THE DATA

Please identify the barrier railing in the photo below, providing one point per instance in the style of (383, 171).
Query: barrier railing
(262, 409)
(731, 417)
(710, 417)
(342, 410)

WHAT TO DO
Reproduce every line of the records above character for character, preserving their original order.

CORRECT RESPONSE
Please identify the barrier railing in the photo below, providing one point per instance in the style of (383, 171).
Query: barrier railing
(262, 409)
(731, 417)
(710, 417)
(342, 410)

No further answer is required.